Count the lines in the rows below that contain the string "with". Case matters, and the reply should be the number alone.

## Begin Input material

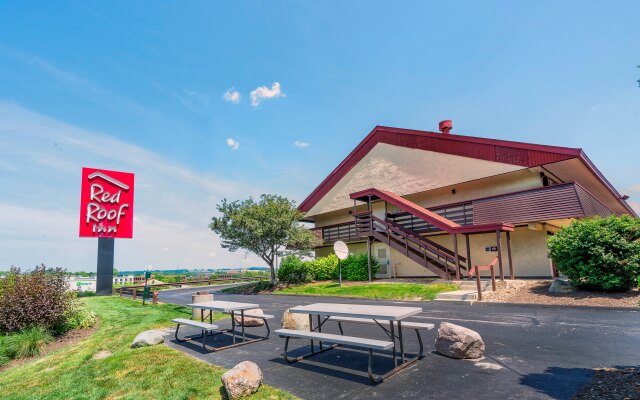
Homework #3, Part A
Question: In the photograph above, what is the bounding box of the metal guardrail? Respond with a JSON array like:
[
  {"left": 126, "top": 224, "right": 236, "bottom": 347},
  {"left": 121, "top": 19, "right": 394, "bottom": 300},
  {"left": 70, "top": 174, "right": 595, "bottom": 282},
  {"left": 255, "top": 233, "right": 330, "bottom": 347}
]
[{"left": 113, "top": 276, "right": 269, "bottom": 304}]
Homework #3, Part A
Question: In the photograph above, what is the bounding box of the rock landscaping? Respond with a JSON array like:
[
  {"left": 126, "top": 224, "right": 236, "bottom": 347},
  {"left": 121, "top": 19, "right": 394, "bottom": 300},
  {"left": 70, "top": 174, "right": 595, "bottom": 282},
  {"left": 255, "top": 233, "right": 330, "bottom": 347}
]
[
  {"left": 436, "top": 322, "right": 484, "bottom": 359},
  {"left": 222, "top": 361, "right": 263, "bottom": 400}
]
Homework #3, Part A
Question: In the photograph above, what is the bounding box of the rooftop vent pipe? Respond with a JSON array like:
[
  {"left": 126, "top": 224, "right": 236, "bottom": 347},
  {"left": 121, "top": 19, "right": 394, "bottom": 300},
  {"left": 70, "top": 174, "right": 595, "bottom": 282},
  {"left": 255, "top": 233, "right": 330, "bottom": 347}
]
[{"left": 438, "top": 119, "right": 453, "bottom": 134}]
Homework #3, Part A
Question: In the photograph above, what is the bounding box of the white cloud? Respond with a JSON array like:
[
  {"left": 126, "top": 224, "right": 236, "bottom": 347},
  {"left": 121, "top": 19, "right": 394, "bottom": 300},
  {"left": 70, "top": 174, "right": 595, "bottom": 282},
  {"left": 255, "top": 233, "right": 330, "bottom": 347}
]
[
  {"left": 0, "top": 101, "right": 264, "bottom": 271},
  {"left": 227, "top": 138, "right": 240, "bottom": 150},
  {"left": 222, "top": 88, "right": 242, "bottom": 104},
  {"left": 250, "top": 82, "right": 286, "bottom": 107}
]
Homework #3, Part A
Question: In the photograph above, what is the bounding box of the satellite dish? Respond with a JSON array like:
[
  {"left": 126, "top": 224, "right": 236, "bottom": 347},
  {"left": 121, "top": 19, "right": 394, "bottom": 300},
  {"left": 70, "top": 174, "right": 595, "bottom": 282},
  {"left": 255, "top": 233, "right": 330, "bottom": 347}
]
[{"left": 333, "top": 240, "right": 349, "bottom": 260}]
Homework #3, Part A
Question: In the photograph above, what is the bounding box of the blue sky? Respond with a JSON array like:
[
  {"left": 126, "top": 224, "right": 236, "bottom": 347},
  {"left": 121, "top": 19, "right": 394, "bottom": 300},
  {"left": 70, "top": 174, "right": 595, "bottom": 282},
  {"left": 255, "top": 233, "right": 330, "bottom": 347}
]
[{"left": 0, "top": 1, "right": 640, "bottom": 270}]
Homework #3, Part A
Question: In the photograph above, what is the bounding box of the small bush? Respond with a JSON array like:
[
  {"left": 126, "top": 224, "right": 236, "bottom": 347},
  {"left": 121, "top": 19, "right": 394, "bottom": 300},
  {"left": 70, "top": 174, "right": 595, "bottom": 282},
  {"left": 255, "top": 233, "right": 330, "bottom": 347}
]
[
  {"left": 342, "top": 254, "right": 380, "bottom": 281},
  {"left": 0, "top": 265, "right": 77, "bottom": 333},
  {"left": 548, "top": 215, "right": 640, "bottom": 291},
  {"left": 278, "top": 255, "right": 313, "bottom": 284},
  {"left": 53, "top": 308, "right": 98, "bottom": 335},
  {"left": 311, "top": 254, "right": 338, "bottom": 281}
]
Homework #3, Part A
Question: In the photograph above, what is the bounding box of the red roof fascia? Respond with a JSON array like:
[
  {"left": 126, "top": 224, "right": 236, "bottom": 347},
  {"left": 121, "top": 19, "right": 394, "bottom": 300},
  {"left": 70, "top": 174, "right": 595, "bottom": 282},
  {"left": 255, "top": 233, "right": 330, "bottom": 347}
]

## End Input material

__Solution__. 8